(本文)

• • • •

ひとを好きになるプロセスには、さまざまなかたちがあると思います。
友達という関係性から徐々に恋心が芽生えてく。最初から顔が好みだった。困っているときに助けてくれた。などなど。
このなかで恋愛の醍醐味(だいごみ)と言える出会いは一目惚れ。
特に初対面のひとに「運命」を感じてしまうパターンですね。俗に言う「運命の人」「運命の恋」というやつです。
まだあまり内面を知らないのにも関わらず「あ、この人のためならなんでもできるかもしれない」、「この人に出会うために生まれたのかもしれない」と思うほど、びっくりするくらいしっくりくる人との出会いが人生に何度かあります。
今回は、そんな「運命の人」に出会った瞬間にどのような反応が起きるのか? 実体験を交えながらお話ししていきたいと思います。
1.全身に電流が走る
少し古い話になりますが、1998年5月。歌手の松田聖子さん(当時36歳)が、歯科医の男性と交際わずか2ヶ月で結婚しました。
このときの記者からのインタビューに対して、松さんは「(会った瞬間に)体と心でビビビッときたんです」とコメント。マスコミはここの発言から「ビビビ婚」とネーミング。なんてことがありました。頭の片隅に残っているひといるのではないでしょうか。
スターとして一世を風靡(ふうび)し、ふつうの人よりも多くの体験をしてきた松田聖子さんですら電撃が走るという「運命の人出会い」の衝撃はすさまじいことがわかります。
もちろん、実際に電気が流れているわけではありませんが、「何かわからないけどしっくりきた」瞬間なのだと思います。
例えばそれは、出会って間もないのにも関わらず、これまでどんなことをしてきたか? 何が好きなのか? 言わなくても相手の考えていることがわかってしまうような感覚に襲われて言うます。
だから、出会ってから仲良くなるまでのプロセスがかなりスピーディーなのです。オーバーな人は「前世から知り合い」なんて思う人もいるかもしれませんね。
2.人生が充実する
これは多くの恋をしている人たち共通して言えることかもしれませんが、特に私は、日頃から「人間はどうせ死ぬ」「生きている意味なんてない」という虚無主義に傾倒(けいとう)しながら生きていました。
しかし、運命の人に出会った瞬間から、「生きる意味」が見つかったような、そんな気分になりました。
「この人と出会うために生まれた」そんなことすら頭に浮かびました。そうなると運命の人を幸せにするためには、安定した収入を確保しなければならないことに気がつきます。
したがって、転職活動や副業など、仕事にも精を出すようになりました。一石二鳥どころか、三鳥、四鳥くらいになっていますね。
3.人にやさしくなれる
自分がうまくいっていないときは、うまくいっている人や成功している人、SNSなどで楽しそうにしている人、子どもの年賀状を送ってくる人たちを妬んだり、悪態をついたりしていました。
さらに最悪なことに、会ったときに直接皮肉を吐いたりもしていました。書いているだけで「最悪だな」と今、思いました。
運命の人と出会い、仕事もきちんとこなし、収入も増え、人生が充足してくると心に余裕が生まれます。
そうなると誰のことも妬まなくなり、やさしく穏やかな気持ちをキープすることができました。

• • • •

(抜粋データ)
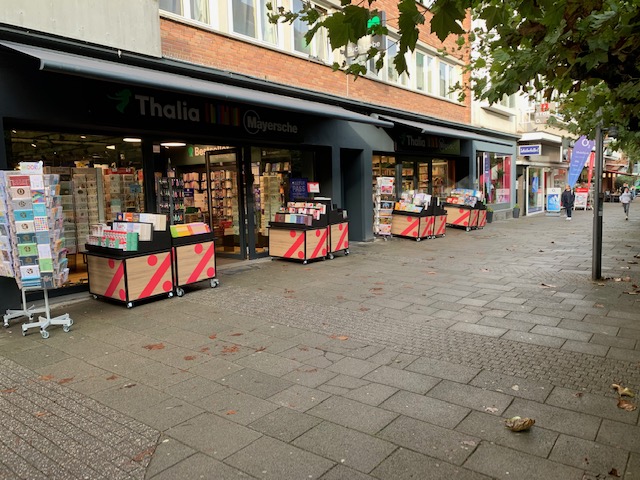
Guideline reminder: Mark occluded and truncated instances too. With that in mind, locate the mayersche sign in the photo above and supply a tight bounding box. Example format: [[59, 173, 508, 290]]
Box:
[[98, 88, 302, 138]]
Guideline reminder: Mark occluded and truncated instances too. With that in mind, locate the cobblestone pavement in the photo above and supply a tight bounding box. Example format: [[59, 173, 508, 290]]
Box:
[[0, 204, 640, 480]]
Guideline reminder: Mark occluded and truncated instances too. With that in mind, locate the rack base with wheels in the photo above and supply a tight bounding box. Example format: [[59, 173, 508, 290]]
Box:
[[327, 222, 349, 260], [171, 233, 220, 297], [269, 222, 328, 265], [2, 287, 46, 328], [22, 288, 73, 338]]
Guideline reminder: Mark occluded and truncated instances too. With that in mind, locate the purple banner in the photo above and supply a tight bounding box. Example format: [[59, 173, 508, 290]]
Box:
[[567, 135, 596, 188]]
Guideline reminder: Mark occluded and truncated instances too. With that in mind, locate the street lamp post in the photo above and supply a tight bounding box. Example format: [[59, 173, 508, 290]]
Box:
[[591, 123, 604, 280]]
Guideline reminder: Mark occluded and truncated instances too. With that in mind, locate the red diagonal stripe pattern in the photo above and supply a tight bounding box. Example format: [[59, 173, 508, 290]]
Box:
[[283, 232, 304, 258], [138, 255, 171, 298], [104, 261, 124, 297], [187, 242, 213, 283]]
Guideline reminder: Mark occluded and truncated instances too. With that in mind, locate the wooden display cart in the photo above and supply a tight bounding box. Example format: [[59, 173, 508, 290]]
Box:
[[444, 204, 486, 232], [269, 222, 329, 265], [171, 233, 220, 297], [86, 231, 174, 308]]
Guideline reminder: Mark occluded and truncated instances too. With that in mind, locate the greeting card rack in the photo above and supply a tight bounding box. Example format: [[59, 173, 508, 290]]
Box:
[[0, 162, 73, 338]]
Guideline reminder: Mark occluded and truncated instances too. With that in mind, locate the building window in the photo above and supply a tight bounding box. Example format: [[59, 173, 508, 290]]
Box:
[[231, 0, 278, 45], [159, 0, 211, 24]]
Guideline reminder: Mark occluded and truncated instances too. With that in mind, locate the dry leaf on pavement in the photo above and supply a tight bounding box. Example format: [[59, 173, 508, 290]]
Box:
[[504, 417, 536, 432], [618, 398, 637, 412], [611, 383, 636, 397]]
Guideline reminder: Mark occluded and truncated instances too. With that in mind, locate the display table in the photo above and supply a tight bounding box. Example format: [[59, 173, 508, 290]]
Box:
[[171, 233, 220, 297], [269, 222, 329, 265]]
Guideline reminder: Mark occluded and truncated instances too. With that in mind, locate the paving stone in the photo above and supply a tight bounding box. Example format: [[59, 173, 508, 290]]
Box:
[[293, 422, 396, 473], [502, 398, 600, 440], [465, 443, 584, 480], [364, 365, 440, 393], [406, 357, 480, 383], [380, 391, 469, 428], [235, 352, 303, 377], [344, 383, 398, 407], [166, 413, 262, 460], [596, 419, 640, 453], [150, 453, 251, 480], [449, 323, 507, 337], [218, 368, 293, 398], [146, 437, 196, 478], [225, 437, 335, 480], [250, 407, 322, 442], [456, 412, 559, 458], [469, 370, 553, 402], [502, 330, 566, 348], [307, 396, 398, 434], [378, 416, 479, 465], [428, 380, 513, 415], [196, 388, 278, 425], [268, 385, 331, 412], [549, 435, 628, 476], [372, 448, 489, 480]]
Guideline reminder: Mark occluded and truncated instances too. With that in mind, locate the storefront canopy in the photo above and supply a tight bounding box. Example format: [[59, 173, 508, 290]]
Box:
[[378, 115, 513, 146], [0, 42, 393, 127]]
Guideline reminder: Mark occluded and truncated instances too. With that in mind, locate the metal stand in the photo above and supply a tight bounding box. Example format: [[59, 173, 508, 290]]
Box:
[[3, 287, 46, 328], [22, 288, 73, 338]]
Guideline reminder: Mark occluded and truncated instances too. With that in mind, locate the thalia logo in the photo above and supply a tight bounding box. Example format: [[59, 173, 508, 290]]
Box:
[[242, 110, 298, 135]]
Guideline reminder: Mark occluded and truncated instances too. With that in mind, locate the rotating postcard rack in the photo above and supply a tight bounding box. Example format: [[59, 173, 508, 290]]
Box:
[[0, 162, 73, 338]]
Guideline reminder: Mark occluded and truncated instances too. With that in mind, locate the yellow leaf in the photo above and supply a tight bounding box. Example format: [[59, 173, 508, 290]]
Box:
[[504, 417, 536, 432], [611, 383, 636, 397]]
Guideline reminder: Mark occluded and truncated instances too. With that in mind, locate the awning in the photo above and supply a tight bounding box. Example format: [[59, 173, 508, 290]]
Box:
[[378, 115, 515, 146], [0, 42, 393, 127]]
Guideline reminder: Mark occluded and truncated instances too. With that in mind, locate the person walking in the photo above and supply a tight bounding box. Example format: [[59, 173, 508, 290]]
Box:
[[620, 187, 633, 220], [560, 185, 576, 220]]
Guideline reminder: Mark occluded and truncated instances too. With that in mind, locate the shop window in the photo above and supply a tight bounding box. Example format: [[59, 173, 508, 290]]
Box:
[[478, 152, 511, 204], [231, 0, 278, 45]]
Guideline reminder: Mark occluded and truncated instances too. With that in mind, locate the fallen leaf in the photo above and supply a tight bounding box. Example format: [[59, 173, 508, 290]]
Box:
[[504, 417, 536, 432], [618, 398, 636, 412], [611, 383, 636, 397], [329, 335, 349, 340]]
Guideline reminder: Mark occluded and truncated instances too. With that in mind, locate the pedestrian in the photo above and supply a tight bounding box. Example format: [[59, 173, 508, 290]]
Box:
[[560, 185, 576, 220], [620, 187, 633, 220]]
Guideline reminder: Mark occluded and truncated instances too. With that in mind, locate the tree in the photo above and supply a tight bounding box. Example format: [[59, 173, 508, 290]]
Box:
[[271, 0, 640, 146]]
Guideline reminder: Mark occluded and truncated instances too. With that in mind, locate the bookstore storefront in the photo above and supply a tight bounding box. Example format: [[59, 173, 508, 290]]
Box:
[[0, 42, 388, 307]]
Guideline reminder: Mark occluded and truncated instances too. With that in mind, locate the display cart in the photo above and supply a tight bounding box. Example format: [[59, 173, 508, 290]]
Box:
[[86, 231, 174, 308], [171, 232, 220, 297], [327, 210, 349, 260]]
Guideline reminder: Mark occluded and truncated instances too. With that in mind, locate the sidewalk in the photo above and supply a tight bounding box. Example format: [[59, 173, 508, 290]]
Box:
[[0, 204, 640, 480]]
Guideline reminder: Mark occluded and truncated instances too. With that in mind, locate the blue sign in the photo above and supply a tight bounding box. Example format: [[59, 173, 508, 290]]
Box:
[[518, 145, 542, 157]]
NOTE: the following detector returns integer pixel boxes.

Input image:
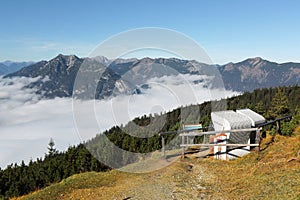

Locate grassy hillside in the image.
[14,126,300,200]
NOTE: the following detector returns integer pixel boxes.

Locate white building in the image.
[211,109,265,160]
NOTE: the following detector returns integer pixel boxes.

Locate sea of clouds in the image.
[0,75,238,168]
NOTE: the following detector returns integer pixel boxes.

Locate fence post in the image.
[255,128,261,154]
[161,135,166,158]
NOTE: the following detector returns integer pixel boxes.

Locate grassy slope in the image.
[15,127,300,199]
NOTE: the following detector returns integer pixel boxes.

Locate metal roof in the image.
[236,108,266,126]
[212,110,252,129]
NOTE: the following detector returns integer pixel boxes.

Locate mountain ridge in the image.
[5,54,300,99]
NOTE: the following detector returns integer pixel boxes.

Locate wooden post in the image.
[161,135,166,158]
[276,121,281,135]
[255,128,260,154]
[181,135,185,159]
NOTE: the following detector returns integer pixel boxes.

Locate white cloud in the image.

• • • •

(課題)
1) 本文の「スターとして一世を風靡(ふう」から「くると心に余裕が生まれます。」までを、一字も変えずに書き写してください。
2) 本文に基づいて、次の問いに答えること。
(a) 松田聖子さんが歯科医の男性と結婚したのは何年何月か。
(b) 運命の人を幸せにするために確保しなければならないと気づいたものは何か。
(c) 人生が充足し心に余裕が生まれた結果、どのような気持ちをキープできたか。
リストは本文とは関係がない。

(解答)
1)
スターとして一世を風靡(ふうび)し、ふつうの人よりも多くの体験をしてきた松田聖子さんですら電撃が走るという「運命の人出会い」の衝撃はすさまじいことがわかります。
もちろん、実際に電気が流れているわけではありませんが、「何かわからないけどしっくりきた」瞬間なのだと思います。
例えばそれは、出会って間もないのにも関わらず、これまでどんなことをしてきたか? 何が好きなのか? 言わなくても相手の考えていることがわかってしまうような感覚に襲われて言うます。
だから、出会ってから仲良くなるまでのプロセスがかなりスピーディーなのです。オーバーな人は「前世から知り合い」なんて思う人もいるかもしれませんね。
2.人生が充実する
これは多くの恋をしている人たち共通して言えることかもしれませんが、特に私は、日頃から「人間はどうせ死ぬ」「生きている意味なんてない」という虚無主義に傾倒(けいとう)しながら生きていました。
しかし、運命の人に出会った瞬間から、「生きる意味」が見つかったような、そんな気分になりました。
「この人と出会うために生まれた」そんなことすら頭に浮かびました。そうなると運命の人を幸せにするためには、安定した収入を確保しなければならないことに気がつきます。
したがって、転職活動や副業など、仕事にも精を出すようになりました。一石二鳥どころか、三鳥、四鳥くらいになっていますね。
3.人にやさしくなれる
自分がうまくいっていないときは、うまくいっている人や成功している人、SNSなどで楽しそうにしている人、子どもの年賀状を送ってくる人たちを妬んだり、悪態をついたりしていました。
さらに最悪なことに、会ったときに直接皮肉を吐いたりもしていました。書いているだけで「最悪だな」と今、思いました。
運命の人と出会い、仕事もきちんとこなし、収入も増え、人生が充足してくると心に余裕が生まれます。

2)
(a) 1998年5月
(b) 安定した収入
(c) やさしく穏やかな気持ち